▶ _EXERCISE DESCRIPTION_
Within the data below, count the lines that include the word "cord". Provide the number and nothing further.

━━ GIVEN ENTRIES

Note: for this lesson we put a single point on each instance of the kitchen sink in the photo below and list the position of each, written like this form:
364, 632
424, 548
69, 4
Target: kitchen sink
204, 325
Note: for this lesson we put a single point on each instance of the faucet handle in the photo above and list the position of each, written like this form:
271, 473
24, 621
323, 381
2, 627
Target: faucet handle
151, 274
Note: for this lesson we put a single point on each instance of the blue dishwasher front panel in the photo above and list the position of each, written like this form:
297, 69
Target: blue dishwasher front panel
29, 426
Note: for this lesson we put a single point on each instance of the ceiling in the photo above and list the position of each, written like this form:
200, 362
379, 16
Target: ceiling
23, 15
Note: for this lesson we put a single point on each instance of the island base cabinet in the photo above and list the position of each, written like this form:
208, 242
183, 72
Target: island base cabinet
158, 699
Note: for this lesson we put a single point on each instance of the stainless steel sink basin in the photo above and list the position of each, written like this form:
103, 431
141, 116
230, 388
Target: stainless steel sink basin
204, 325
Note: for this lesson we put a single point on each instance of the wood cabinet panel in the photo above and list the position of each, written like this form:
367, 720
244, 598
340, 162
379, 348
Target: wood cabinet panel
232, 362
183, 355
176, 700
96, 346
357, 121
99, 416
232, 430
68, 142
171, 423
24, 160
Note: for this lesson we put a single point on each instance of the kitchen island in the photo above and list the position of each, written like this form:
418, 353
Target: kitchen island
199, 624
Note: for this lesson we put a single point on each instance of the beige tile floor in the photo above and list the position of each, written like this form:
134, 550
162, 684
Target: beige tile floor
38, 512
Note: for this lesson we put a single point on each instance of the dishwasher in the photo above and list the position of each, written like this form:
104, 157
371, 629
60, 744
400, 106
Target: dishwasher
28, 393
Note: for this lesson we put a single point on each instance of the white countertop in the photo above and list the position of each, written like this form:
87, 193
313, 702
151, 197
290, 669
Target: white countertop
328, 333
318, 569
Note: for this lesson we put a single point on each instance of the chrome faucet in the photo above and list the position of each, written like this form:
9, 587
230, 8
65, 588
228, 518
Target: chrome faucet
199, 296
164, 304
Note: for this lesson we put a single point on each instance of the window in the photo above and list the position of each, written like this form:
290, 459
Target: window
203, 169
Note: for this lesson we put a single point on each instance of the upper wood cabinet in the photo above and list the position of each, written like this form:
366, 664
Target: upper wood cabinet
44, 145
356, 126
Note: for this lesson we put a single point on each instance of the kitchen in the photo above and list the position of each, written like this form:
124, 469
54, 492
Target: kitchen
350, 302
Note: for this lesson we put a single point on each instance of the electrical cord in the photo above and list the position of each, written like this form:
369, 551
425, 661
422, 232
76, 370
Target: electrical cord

━━━━

▶ _REPLY_
2